Texte source:
******************************

Crédits photos : Alex Deleau

Peux-tu nous en dire plus sur l’évolution du groupe et ce qui a amené à CityT error sorti cette année ?

l y a en réalité quatre albums mais pour des histoires de fin d’abonnement à un agrégateur : les deux premiers sont momentanément absents des plateformes de streaming mais ils sont disponibles sur Bandcamp. On avait une période habituelle de 2 ou 3 ans entre chaque album mais pour CityT error, il est sorti deux ans après avoir été enregistré. Pour éviter qu’on ne puisse pas le défendre sur scène ou qu’il passe inaperçu.

La différence de son vient de la configuration du groupe. Sur le premier album, le projet est né en marge d’autres groupes dans lesquels je jouais. J’avais des chansons, j’appelais des potes qui venaient jouer : on gagnait en fraîcheur ce qu’on perdait en maturité. On ne répétait pas les morceaux mille fois, ça fonctionnait en one shot et puis c’était cool. Le son était assez sophistiqué et alambiqué. Six mois après la sortie de l’album, c’est devenu un groupe parce que mes autres projets se sont arrêtés. Par contre, on ne pouvait pas avoir une orchestration aussi riche. Ce qui n’était pas plus mal parce que ça a donné quelque chose de plus brut. Une esthétique que j’apprécie et qu’on a gardé pour les deux albums suivants. Le second était plus explosif et psyché et on le ressent également sur la pochette. Tandis que le troisième est plus froid, il a été enregistré en live au mois de janvier. Interrompu par une tempête qui nous a coupé l’électricité d’ailleurs.

******************************

Données fournies:
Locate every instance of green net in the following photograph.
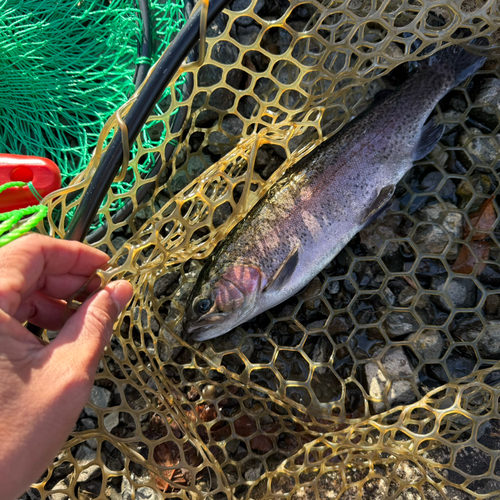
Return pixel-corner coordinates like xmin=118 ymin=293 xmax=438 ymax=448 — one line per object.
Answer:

******************************

Écris la suite de l'entretien sur l'évolution du groupe, en reprenant juste après sa dernière phrase. Ces données proviennent d'une autre source que le texte.

Au moment de faire CityT error, Raphaël notre guitariste historique est parti. Je ne voulais plus former des gens pour jouer les morceaux donc on s’est adapté à cette nouvelle configuration. Dans le passé, j’avais déjà joué en alternance la guitare ou la basse en plus du chant, le tout accompagné d’un batteur.

Charles (à la basse jusqu’ici) est un excellent guitariste et Lucas était déjà à la batterie. Avec cette base-là, ça nous permettait d’avancer et on ajoutait ce qu’il fallait en cas de besoin d’un instrument supplémentaire comme un mellotron par exemple. L’album a donc cette approche là avec un ADN à la fois électrique et acoustique. Deux styles qu’on sait aussi faire en live : intense et sauvage d’un côté, intimiste et sensible de l’autre. On a pu développer ça lors de nos précédentes résidences à Portland.

Crédits photos : Alex Deleau

D’ailleurs en parlant de votre style, les morceaux changent souvent d’orientation. Punk rock, balade pop, morceaux plus groovy. Comment faites-vous pour trier dans toutes vos envies ?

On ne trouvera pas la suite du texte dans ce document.